(Instructions to follow):
Exact copies of all the entries below are expected in the answer.

^^^^^^^^^^^^^^^^

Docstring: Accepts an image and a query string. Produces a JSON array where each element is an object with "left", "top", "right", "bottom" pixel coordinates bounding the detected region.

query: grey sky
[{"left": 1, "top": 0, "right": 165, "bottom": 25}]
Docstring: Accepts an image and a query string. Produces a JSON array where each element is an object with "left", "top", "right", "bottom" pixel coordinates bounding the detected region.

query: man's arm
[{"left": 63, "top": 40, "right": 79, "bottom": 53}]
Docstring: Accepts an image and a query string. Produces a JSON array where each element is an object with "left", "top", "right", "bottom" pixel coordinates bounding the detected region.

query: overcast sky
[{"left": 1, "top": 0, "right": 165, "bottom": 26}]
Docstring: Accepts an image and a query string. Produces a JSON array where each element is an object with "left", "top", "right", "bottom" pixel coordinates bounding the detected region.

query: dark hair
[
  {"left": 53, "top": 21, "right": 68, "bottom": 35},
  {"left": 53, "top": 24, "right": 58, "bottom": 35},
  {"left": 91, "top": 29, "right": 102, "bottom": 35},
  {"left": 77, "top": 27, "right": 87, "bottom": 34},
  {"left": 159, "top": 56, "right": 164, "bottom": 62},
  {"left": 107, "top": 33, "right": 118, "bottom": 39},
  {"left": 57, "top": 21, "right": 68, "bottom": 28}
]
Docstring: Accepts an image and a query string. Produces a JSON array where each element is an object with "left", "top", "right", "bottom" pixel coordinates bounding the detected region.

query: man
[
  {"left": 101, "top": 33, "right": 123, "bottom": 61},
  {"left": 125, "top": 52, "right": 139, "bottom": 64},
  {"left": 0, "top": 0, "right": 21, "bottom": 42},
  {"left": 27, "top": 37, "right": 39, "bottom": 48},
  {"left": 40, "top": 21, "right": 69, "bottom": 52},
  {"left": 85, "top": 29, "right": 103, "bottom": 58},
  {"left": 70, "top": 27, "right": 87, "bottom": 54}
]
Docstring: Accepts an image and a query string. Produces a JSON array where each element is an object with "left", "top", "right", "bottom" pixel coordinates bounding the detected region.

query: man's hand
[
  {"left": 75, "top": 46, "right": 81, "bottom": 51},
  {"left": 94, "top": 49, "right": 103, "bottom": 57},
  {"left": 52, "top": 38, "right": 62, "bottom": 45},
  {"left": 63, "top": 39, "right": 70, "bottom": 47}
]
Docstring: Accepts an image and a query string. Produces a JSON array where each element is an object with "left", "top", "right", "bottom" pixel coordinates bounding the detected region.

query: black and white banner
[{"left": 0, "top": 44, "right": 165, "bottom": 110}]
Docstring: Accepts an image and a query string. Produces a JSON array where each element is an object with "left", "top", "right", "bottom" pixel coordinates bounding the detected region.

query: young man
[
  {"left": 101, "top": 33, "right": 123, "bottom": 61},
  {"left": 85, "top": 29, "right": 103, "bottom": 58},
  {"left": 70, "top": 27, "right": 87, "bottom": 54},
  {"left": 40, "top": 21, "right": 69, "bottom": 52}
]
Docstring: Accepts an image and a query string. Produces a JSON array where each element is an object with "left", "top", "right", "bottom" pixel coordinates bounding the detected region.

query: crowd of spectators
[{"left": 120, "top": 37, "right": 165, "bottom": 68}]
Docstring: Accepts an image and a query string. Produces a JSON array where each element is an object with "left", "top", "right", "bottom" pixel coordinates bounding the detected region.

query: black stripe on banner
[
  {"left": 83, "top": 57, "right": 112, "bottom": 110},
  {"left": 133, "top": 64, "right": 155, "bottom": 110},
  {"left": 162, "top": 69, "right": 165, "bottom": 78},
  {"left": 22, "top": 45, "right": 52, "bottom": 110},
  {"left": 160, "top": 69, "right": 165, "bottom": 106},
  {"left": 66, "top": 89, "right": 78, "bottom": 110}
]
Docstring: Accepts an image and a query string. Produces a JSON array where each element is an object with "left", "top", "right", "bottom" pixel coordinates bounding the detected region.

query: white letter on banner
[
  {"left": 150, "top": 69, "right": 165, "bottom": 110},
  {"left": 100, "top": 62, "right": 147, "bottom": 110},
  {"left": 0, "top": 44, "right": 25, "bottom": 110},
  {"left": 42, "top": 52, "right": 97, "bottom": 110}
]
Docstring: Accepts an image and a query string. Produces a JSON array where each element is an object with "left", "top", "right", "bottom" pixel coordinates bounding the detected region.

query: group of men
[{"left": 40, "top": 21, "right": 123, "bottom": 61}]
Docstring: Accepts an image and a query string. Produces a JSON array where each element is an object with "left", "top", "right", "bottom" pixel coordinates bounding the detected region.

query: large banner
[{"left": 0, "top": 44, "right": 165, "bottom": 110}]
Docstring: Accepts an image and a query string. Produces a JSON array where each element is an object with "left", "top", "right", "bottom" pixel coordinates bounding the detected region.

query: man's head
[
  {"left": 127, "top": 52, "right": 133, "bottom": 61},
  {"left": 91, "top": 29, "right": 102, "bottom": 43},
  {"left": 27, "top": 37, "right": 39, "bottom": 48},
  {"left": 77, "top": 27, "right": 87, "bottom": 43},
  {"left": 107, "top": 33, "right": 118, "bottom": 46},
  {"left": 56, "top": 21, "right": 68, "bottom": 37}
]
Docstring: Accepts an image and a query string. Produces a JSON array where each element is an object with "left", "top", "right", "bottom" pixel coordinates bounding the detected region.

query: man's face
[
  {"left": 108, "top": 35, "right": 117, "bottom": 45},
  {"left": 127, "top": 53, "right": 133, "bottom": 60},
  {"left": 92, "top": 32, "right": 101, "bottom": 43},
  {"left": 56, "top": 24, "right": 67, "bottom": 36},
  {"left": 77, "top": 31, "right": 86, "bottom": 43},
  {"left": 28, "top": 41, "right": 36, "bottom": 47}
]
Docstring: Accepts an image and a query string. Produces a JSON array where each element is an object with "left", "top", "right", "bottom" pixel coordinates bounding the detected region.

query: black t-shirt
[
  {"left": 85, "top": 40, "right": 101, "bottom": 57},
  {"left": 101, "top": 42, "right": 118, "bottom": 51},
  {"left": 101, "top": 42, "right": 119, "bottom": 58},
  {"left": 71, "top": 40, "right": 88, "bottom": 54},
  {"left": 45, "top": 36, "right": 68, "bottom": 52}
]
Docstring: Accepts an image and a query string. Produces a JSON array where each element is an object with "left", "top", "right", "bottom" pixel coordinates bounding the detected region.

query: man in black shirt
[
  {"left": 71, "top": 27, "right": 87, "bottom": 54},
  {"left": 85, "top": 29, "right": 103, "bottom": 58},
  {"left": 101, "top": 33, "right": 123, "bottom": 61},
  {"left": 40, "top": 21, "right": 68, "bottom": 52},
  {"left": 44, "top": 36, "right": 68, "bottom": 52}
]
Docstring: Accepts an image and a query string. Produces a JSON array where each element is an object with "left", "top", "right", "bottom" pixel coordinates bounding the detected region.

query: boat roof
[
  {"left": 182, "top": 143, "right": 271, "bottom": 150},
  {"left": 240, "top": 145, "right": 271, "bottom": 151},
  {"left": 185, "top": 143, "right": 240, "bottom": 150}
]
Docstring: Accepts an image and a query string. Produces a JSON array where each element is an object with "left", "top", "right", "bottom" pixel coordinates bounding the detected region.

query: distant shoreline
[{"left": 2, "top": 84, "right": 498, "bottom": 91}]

^^^^^^^^^^^^^^^^

(Exercise answer):
Docstring: Accepts an image and a query string. Produces a JSON array where each element is an object with "left", "top", "right", "bottom" pixel coordinates bounding the detected region.

query: grey sky
[{"left": 1, "top": 0, "right": 165, "bottom": 25}]
Docstring: Accepts an image and a query string. Produces a JSON array where each element is an object with "left", "top", "right", "bottom" pixel coordinates bounding the detected region.

query: man's arm
[{"left": 63, "top": 40, "right": 79, "bottom": 53}]
Docstring: Accepts an image and a query string. Produces a JSON array where each element is an object with "left", "top", "right", "bottom" pixel coordinates bounding the detected region.

query: overcast sky
[{"left": 1, "top": 0, "right": 165, "bottom": 26}]
Docstring: Accepts an image and a query string. Produces a JSON array where each element is an object with "left", "top", "right", "bottom" pixel coordinates bounding the detected region.

query: dark hair
[
  {"left": 53, "top": 21, "right": 68, "bottom": 35},
  {"left": 53, "top": 24, "right": 58, "bottom": 35},
  {"left": 91, "top": 29, "right": 102, "bottom": 35},
  {"left": 77, "top": 27, "right": 87, "bottom": 34},
  {"left": 159, "top": 56, "right": 164, "bottom": 62},
  {"left": 107, "top": 33, "right": 118, "bottom": 39},
  {"left": 57, "top": 21, "right": 68, "bottom": 28}
]
Docstring: Accepts an image and a query string. Produces a JSON array where each element is an object with "left", "top", "right", "bottom" pixel coordinates bounding the detected region.

query: man
[
  {"left": 101, "top": 33, "right": 123, "bottom": 61},
  {"left": 125, "top": 52, "right": 139, "bottom": 64},
  {"left": 0, "top": 0, "right": 21, "bottom": 42},
  {"left": 27, "top": 37, "right": 39, "bottom": 48},
  {"left": 40, "top": 21, "right": 69, "bottom": 52},
  {"left": 85, "top": 29, "right": 103, "bottom": 58},
  {"left": 70, "top": 27, "right": 87, "bottom": 54}
]
Docstring: Accepts an image and a query string. Produces a JSON array where each element is an object with "left", "top", "right", "bottom" pixel coordinates bounding the detected region.

query: man's hand
[
  {"left": 75, "top": 46, "right": 81, "bottom": 51},
  {"left": 94, "top": 49, "right": 103, "bottom": 57},
  {"left": 52, "top": 38, "right": 62, "bottom": 45},
  {"left": 63, "top": 39, "right": 70, "bottom": 47}
]
Docstring: Accepts an image and a query string. Produces a JSON array where each element is an object with "left", "top", "right", "bottom" pixel coordinates bounding the detected region.

query: black and white banner
[{"left": 0, "top": 44, "right": 165, "bottom": 110}]
Docstring: Accepts an image and a query string. Produces a JSON array where each element is an object with "left", "top", "right", "bottom" pixel coordinates bounding the detected region.

query: young man
[
  {"left": 101, "top": 33, "right": 123, "bottom": 61},
  {"left": 85, "top": 29, "right": 103, "bottom": 58},
  {"left": 70, "top": 27, "right": 87, "bottom": 54},
  {"left": 40, "top": 21, "right": 69, "bottom": 52}
]
Docstring: Accepts an image and a query string. Produces a JSON array where each element is an object with "left", "top", "right", "bottom" pixel coordinates bounding the detected region.

query: crowd of spectators
[{"left": 120, "top": 37, "right": 165, "bottom": 68}]
Docstring: Accepts an image and a query string. Produces a JSON array where each element is an object with "left", "top", "right", "bottom" pixel coordinates bounding the detected region.

query: black stripe on banner
[
  {"left": 83, "top": 57, "right": 112, "bottom": 110},
  {"left": 133, "top": 64, "right": 155, "bottom": 110},
  {"left": 162, "top": 69, "right": 165, "bottom": 78},
  {"left": 22, "top": 45, "right": 52, "bottom": 110},
  {"left": 160, "top": 69, "right": 165, "bottom": 106},
  {"left": 66, "top": 89, "right": 78, "bottom": 110}
]
Docstring: Accepts an image and a query string. Produces a JSON array where each element is an object with "left", "top", "right", "bottom" pixel coordinates bounding the detected region.

query: white letter on banner
[
  {"left": 150, "top": 69, "right": 165, "bottom": 110},
  {"left": 100, "top": 62, "right": 147, "bottom": 110},
  {"left": 0, "top": 44, "right": 25, "bottom": 110},
  {"left": 42, "top": 52, "right": 97, "bottom": 110}
]
Docstring: Accepts an image and a query string. Produces a JSON array where each element is an object with "left", "top", "right", "bottom" pixel coordinates bounding the detected region.

query: group of men
[{"left": 40, "top": 21, "right": 123, "bottom": 61}]
Docstring: Accepts an image and a query string. Produces a JSON array where each element is an object with "left", "top", "right", "bottom" pixel coordinates bounding the detected region.

query: large banner
[{"left": 0, "top": 44, "right": 165, "bottom": 110}]
Docstring: Accepts an image and a query string. Produces a JSON array where each element is an object with "left", "top", "right", "bottom" pixel coordinates bounding the detected region.

query: man's head
[
  {"left": 127, "top": 52, "right": 133, "bottom": 61},
  {"left": 91, "top": 29, "right": 102, "bottom": 43},
  {"left": 27, "top": 37, "right": 39, "bottom": 48},
  {"left": 77, "top": 27, "right": 87, "bottom": 43},
  {"left": 107, "top": 33, "right": 118, "bottom": 46},
  {"left": 56, "top": 21, "right": 68, "bottom": 37}
]
Docstring: Accepts an image and a query string. Produces a JSON array where each element is an object with "left", "top", "right", "bottom" pixel coordinates bounding the detected region.

query: man's face
[
  {"left": 108, "top": 35, "right": 117, "bottom": 45},
  {"left": 127, "top": 53, "right": 133, "bottom": 60},
  {"left": 92, "top": 32, "right": 101, "bottom": 43},
  {"left": 56, "top": 24, "right": 67, "bottom": 36},
  {"left": 77, "top": 31, "right": 86, "bottom": 43},
  {"left": 28, "top": 41, "right": 36, "bottom": 47}
]
Docstring: Accepts an image and a query string. Produces a JSON array where each element is an object with "left", "top", "right", "bottom" pixel coordinates bounding the detected region.

query: black t-shirt
[
  {"left": 85, "top": 40, "right": 101, "bottom": 57},
  {"left": 101, "top": 42, "right": 118, "bottom": 51},
  {"left": 101, "top": 42, "right": 119, "bottom": 58},
  {"left": 71, "top": 40, "right": 88, "bottom": 54},
  {"left": 45, "top": 36, "right": 68, "bottom": 52}
]
Docstring: Accepts an image and a query string. Produces a JSON array where each element is an object with "left", "top", "right", "bottom" pixel coordinates bounding the detected region.

query: man in black shirt
[
  {"left": 71, "top": 27, "right": 87, "bottom": 54},
  {"left": 85, "top": 29, "right": 103, "bottom": 58},
  {"left": 101, "top": 33, "right": 123, "bottom": 61},
  {"left": 40, "top": 21, "right": 68, "bottom": 52},
  {"left": 44, "top": 36, "right": 68, "bottom": 52}
]
Docstring: Accepts an image and a query string. Produces a JSON array where each element is an object with "left", "top", "right", "bottom" pixel coordinates bounding the detected region.

query: boat roof
[
  {"left": 182, "top": 143, "right": 271, "bottom": 150},
  {"left": 240, "top": 145, "right": 271, "bottom": 151},
  {"left": 185, "top": 143, "right": 240, "bottom": 150}
]
Docstring: Accepts an image and a query string. Produces a JSON array where each element is an object with "left", "top", "right", "bottom" pixel coordinates bounding the detected region.

query: distant shoreline
[{"left": 2, "top": 84, "right": 498, "bottom": 91}]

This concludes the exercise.